::: Text to read

# Good, Free, Vista-Compatible C++ Compiler



## ushigley

Hey,

I just got a new Dell Inspiron 1520 laptop today that is equipped with Windows Vista Home Premium. I have been going around setting up and exploring different things and one thing that I find that is difficult to find is a good, free compatible c++ compiler. I have searchd all over the place with different keywords (I downloaded one but I don't think it was even a compier), but I haven't found a single good free one. Does anybody have one that they use or that they have found that is free? Thanks.


Tell me if you would like more information on my laptop.


----------



## zalery

I had the same problem, looked around, and found one that really works great for me. It's the Dev-C++, however, it's the beta version of one. The regular one didn't work for me. This is what it's called:

Dev-C++ 5.0 beta 9.2 (4.9.9.2) (9.0 MB) with Mingw/GCC 3.4.2

you can find it here, just scroll down a little, should be the first one under downloads, hope that helps

http://www.bloodshed.net/dev/devcpp.html


----------



## kavirane22

I'am also facing same prob.
I need right c++ compiler that runs on vista basic.
Have u got the solution for the prob,plz let me know.
Thanks


----------



## jamiemac2005

Zalery is right, use the GCC compiler... Easiest way is by downloading Dev-C++.

I've always used Dev-C++ on Vista and have never had problems.


----------



## atomicusa

Code::Block is also a very nice one to use on Vista. Plus it provides documentation to handle some bugs that you can encounter when programming under vista (in the wiki part of its website.) 

I used DevC++ for soooo long on XP but unfortunately it's not optimal for Vista. At least, I think so.


----------



## jamiemac2005

I'll agree with that, i've used code::block and liked it =]


----------

::::::

Exercise objective – From the forum thread about a free C++ compiler for Vista, extract the passage that begins at the words "you can find" and ends after the words "on vista basic.", copying it word for word.

::: Data segment

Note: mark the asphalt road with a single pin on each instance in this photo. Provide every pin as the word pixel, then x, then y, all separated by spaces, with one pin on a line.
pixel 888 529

::::::

Correct result –
you can find it here, just scroll down a little, should be the first one under downloads, hope that helps

http://www.bloodshed.net/dev/devcpp.html


----------



## kavirane22

I'am also facing same prob.
I need right c++ compiler that runs on vista basic.